*TASK DIRECTIONS:*
State the starting channel that, according to the article on contact center experience, gave Gartner's consumers the highest self-service success rate.

*SELECTED TEXT:*
********************

Consumers who started their customer journey in a mobile app, according to Gartner, reported the highest self-service success rate, followed in descending order by online account portals, customer community forums, online request form, social media, chatbot or virtual customer assistant, and websites (FAQs or help articles). Moreover, most customers who used the mobile app for customer service reported the highest level of customer satisfaction.
Research further showed that IVR is underutilized by companies as a self-service option. These systems can support inbound IVR for customer-initiated calls and outbound IVR for marketing and sales. While the majority of customers use the phone for problem resolution, few attempt to use IVR with little success, meaning businesses could invest in better IVR systems to increase self-service success.
Across channels and technologies, the central challenge is not whether to automate, but how to do so without eroding trust or continuity.
AI's influence on the contact center experience
The transition from on-premises to cloud-based contact centers has accelerated over the past few years. Businesses are investing in new platforms and tools to increase operational efficiency and customer personalization. Adoption of contact center as a service (CCaaS) and other technologies like CRM and workforce management that support multichannel interactions has intensified, along with executive and board-level scrutiny.
Contact center agents handle customer communications across multiple channels, often fielding phone calls, text messaging, email and social media. These roles require knowledge of technology in addition to listening, problem solving and oral communication skills. Customer interaction data is sometimes siloed and not easy to access across channels. If a problem isn't addressed in one channel, the customer must repeatedly make the same requests, leading to customer and agent frustration.
Many companies want to automate a large percentage of agent workflows and move repetitive tasks and customer conversations to GenAI and virtual agents. Cloud providers with large-scale data centers, such as Amazon, Google and Microsoft, have developed AI platforms. Amazon Bedrock, Google Cloud Vertex AI and Microsoft Azure OpenAI work with their respective CCaaS technologies as well as third-party platforms.
Amazon upgraded its CCaaS platform, Amazon Connect, with GenAI functionality. Virtual assistant Amazon Q, for example, is designed to understand customer intent through voice and text interactions and can suggest next actions to contact center agents. The agents can use the AI virtual assistant to ask questions in Amazon Connect and respond to customer queries without searching multiple data sources. The AI can summarize customer contact information and help unify information in Amazon Connect Customer Profiles, including data from third-party software such as Salesforce and Adobe Analytics.
Many executives see AI as a golden ticket for customer service. There's a common belief that AI could cut costs by reducing headcount in the contact center, but that's not quite reality.
Improving the contact center experience requires more than adding new channels or deploying AI tools. Organizations must balance speed with empathy, automation with transparency, and efficiency with trust. Contact centers that approach customer experience as a system -- rather than a collection of technologies -- are better positioned to deliver consistent service, build loyalty and avoid the hidden costs of failed automation.
Kathleen Richards is a freelance journalist and industry veteran. She is a former features editor for TechTarget's Information Security magazine.
Editor's note: This article has been updated to reflect changes in the contact center experience and business executives' involvement in contact center buying strategies.

********************

*INPUT DATA:*
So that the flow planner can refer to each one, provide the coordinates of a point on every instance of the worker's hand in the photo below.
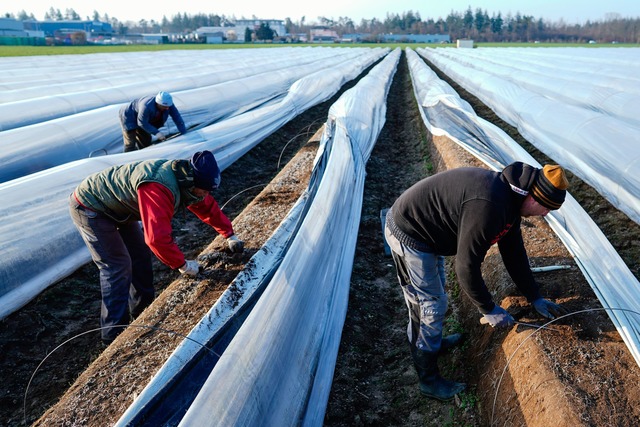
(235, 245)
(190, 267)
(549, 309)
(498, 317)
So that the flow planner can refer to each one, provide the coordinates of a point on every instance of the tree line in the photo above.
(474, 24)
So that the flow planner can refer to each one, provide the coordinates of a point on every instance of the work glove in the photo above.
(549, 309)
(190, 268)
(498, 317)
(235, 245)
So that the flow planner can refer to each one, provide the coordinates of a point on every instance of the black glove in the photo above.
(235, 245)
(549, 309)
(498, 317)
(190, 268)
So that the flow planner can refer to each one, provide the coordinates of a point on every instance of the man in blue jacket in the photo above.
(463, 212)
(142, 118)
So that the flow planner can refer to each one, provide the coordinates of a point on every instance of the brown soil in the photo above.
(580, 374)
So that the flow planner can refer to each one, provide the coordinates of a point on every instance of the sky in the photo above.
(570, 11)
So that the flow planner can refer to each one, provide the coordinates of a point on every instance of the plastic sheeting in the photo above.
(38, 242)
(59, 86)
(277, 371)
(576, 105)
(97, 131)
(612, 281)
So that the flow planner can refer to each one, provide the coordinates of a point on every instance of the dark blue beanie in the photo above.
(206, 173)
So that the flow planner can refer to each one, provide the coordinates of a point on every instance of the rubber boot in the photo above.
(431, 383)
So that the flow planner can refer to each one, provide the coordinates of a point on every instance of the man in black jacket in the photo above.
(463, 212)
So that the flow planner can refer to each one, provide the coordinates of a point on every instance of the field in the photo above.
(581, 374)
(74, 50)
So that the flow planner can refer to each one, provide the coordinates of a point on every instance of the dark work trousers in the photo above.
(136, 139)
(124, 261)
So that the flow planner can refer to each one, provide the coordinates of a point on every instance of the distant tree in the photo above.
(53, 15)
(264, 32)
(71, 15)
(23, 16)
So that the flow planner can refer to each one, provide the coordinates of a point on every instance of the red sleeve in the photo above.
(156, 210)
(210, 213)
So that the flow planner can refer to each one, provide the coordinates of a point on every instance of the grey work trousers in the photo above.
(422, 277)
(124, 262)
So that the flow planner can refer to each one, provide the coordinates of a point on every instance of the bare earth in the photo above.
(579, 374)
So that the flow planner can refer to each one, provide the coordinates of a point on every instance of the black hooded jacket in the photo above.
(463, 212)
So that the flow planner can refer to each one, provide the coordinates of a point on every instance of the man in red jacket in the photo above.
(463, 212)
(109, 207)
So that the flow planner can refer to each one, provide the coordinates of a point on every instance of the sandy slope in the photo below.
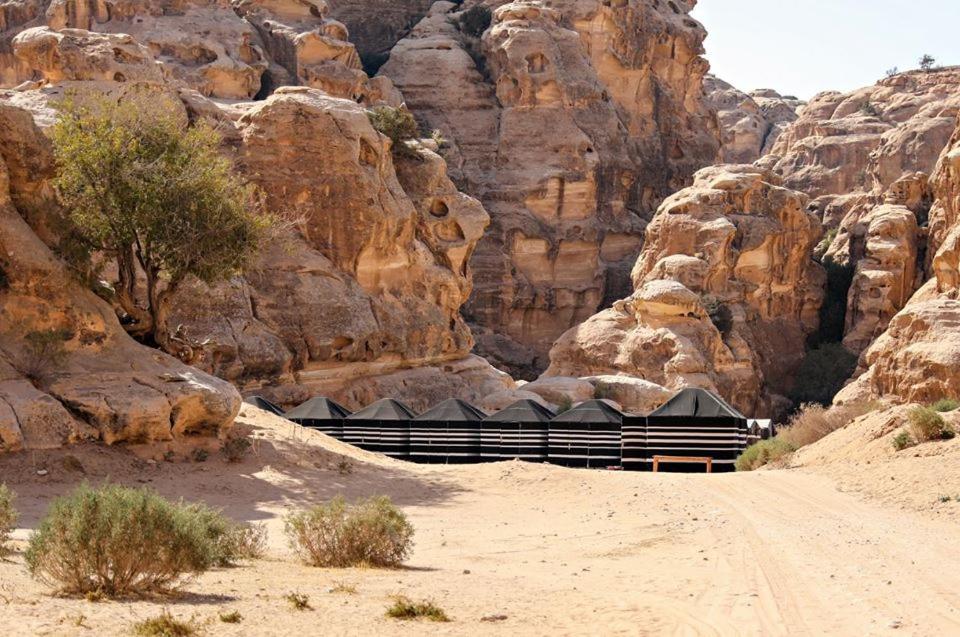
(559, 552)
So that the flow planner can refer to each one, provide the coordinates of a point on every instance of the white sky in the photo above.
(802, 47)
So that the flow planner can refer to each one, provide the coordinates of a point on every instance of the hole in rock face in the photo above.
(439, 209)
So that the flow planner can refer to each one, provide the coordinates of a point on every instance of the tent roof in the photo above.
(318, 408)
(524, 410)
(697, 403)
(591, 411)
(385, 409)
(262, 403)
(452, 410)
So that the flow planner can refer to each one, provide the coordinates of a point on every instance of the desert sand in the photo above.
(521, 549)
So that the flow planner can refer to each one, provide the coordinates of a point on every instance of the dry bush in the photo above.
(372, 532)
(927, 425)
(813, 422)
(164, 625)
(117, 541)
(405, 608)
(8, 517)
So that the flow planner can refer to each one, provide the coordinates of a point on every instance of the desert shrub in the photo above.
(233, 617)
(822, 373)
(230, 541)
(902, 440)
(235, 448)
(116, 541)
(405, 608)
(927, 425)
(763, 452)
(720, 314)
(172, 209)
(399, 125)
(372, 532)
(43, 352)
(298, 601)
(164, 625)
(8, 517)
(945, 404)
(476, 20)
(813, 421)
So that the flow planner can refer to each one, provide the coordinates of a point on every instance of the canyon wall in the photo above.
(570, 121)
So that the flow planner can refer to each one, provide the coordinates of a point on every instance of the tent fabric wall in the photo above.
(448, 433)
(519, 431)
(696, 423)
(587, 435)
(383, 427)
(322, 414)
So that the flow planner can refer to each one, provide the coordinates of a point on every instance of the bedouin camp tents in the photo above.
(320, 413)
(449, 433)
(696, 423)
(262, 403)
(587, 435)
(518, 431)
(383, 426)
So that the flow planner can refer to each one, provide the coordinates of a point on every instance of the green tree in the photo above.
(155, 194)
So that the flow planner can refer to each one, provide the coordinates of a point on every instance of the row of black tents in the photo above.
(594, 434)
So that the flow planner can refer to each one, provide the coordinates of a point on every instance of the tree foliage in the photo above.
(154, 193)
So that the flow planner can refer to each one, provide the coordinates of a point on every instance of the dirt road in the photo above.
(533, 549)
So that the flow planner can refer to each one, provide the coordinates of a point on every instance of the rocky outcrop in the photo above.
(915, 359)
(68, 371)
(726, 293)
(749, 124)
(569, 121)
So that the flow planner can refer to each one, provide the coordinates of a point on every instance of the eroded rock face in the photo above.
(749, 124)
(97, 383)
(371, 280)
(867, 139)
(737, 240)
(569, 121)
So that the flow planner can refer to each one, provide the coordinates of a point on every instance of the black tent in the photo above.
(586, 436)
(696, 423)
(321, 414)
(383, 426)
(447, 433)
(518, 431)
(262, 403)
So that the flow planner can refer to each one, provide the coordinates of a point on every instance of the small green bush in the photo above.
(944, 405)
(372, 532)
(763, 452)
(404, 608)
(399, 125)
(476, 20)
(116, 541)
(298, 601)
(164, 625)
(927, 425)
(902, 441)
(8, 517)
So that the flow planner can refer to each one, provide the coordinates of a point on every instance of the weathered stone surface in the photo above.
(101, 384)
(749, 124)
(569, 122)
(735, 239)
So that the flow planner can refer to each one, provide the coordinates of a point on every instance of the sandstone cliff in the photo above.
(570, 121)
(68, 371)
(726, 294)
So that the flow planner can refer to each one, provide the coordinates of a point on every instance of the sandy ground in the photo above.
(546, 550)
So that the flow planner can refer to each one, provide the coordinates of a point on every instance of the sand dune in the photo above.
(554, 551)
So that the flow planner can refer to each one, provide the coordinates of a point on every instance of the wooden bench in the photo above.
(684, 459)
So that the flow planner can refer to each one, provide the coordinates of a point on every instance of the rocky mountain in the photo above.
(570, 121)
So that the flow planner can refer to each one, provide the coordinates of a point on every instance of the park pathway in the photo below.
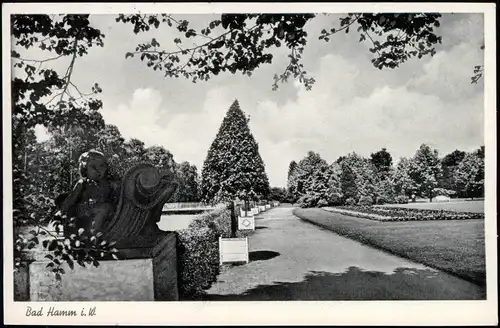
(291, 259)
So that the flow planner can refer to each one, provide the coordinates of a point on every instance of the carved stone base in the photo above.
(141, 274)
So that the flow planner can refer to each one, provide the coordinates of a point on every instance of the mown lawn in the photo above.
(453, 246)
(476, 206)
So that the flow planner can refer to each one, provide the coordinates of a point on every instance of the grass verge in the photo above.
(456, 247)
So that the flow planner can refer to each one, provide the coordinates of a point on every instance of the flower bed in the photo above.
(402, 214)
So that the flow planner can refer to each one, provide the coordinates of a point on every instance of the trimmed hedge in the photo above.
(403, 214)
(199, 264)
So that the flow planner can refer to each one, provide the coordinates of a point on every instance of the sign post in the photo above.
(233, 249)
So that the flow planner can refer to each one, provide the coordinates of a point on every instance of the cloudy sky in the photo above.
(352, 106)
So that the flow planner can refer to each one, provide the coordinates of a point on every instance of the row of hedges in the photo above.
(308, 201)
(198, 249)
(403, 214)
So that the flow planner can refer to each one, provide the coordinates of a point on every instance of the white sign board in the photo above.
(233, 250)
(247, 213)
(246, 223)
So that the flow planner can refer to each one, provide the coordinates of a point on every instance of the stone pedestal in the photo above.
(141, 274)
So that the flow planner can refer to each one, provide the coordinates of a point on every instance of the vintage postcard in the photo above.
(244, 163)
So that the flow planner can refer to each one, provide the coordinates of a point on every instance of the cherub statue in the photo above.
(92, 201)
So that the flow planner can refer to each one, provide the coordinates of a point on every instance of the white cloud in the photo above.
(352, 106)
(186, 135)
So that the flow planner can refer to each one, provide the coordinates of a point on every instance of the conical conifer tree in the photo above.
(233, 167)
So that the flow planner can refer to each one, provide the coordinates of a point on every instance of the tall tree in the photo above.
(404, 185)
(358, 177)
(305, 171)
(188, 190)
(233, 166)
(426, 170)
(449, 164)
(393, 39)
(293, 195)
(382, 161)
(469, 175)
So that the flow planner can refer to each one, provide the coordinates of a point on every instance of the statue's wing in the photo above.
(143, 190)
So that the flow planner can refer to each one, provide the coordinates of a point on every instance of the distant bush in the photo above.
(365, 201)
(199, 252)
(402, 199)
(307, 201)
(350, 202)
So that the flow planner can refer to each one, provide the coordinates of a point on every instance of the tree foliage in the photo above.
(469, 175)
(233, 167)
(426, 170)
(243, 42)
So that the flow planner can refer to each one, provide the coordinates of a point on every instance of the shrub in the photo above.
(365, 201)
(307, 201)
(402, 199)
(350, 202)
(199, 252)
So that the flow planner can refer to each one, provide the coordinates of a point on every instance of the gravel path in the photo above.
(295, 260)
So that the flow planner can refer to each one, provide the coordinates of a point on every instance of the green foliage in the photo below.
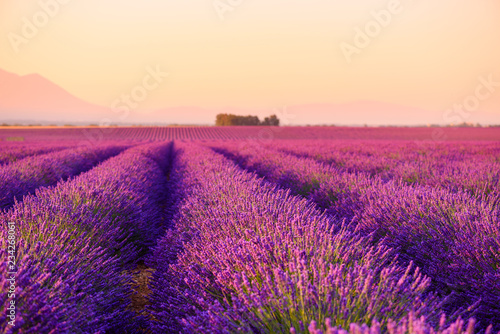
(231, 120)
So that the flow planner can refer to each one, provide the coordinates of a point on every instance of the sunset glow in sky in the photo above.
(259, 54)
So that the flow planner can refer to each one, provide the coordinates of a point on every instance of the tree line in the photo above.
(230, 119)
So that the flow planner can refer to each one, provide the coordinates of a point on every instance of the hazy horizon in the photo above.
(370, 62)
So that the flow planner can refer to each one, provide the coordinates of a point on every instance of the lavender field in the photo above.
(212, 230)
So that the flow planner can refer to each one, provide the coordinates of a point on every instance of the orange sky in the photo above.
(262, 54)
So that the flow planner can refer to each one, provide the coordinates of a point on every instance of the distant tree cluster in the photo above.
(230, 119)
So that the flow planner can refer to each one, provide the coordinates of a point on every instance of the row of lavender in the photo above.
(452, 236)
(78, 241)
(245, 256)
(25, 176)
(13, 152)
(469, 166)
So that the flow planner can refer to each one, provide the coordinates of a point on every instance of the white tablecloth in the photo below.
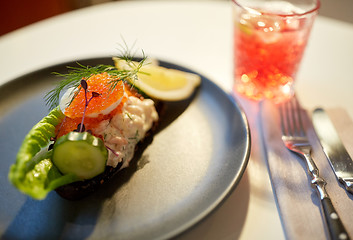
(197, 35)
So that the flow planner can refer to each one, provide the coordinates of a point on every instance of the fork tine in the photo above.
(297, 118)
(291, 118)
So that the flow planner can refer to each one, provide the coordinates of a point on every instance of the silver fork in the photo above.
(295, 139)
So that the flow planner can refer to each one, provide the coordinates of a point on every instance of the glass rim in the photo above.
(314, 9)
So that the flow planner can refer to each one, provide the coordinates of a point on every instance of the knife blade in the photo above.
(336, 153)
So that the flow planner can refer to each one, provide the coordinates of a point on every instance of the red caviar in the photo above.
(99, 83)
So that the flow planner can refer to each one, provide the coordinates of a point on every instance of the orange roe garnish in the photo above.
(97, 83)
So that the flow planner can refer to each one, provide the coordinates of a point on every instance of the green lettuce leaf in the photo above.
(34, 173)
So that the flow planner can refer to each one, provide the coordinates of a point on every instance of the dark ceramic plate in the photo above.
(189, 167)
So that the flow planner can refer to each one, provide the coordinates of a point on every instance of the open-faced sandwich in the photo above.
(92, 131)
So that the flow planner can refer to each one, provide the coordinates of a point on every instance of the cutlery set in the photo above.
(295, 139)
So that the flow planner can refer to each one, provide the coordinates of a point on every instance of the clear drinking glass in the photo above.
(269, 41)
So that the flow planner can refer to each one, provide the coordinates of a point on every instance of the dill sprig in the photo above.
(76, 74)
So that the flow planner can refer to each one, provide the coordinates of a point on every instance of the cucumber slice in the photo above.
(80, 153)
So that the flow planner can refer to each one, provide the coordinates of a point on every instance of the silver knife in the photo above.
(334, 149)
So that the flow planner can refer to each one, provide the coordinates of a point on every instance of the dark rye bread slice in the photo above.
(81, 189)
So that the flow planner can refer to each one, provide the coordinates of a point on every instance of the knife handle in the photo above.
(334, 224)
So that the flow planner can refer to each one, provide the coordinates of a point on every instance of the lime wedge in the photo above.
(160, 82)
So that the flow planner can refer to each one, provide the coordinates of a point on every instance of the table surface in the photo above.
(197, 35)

********************

*SOLUTION FOR THIS EXERCISE:*
A mobile app.